TRY IT:
Whenever the word "above" shows up in a line of the data, copy that line.

(Records from a collection)
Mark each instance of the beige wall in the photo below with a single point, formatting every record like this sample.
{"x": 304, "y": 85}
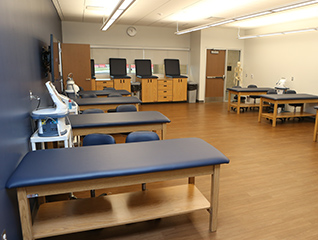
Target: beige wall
{"x": 290, "y": 56}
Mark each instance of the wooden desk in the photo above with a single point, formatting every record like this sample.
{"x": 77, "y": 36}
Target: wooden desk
{"x": 57, "y": 171}
{"x": 243, "y": 92}
{"x": 106, "y": 103}
{"x": 119, "y": 122}
{"x": 285, "y": 99}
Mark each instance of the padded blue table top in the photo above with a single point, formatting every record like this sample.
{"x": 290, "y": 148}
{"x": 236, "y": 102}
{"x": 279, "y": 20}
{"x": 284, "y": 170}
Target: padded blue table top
{"x": 117, "y": 119}
{"x": 92, "y": 162}
{"x": 249, "y": 89}
{"x": 106, "y": 101}
{"x": 297, "y": 96}
{"x": 106, "y": 92}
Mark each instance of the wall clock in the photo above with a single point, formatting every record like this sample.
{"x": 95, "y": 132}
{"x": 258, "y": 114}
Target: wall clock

EXERCISE SOLUTION:
Mark each instance of the wooden desk in the photo above with a single point, formatting every record like this sample.
Mark each instance of the padded blue table top in the photo above with a single point, formatting every record like this sample.
Mark each instance of the wall clock in the photo above with a single point, formatting every record like this sample.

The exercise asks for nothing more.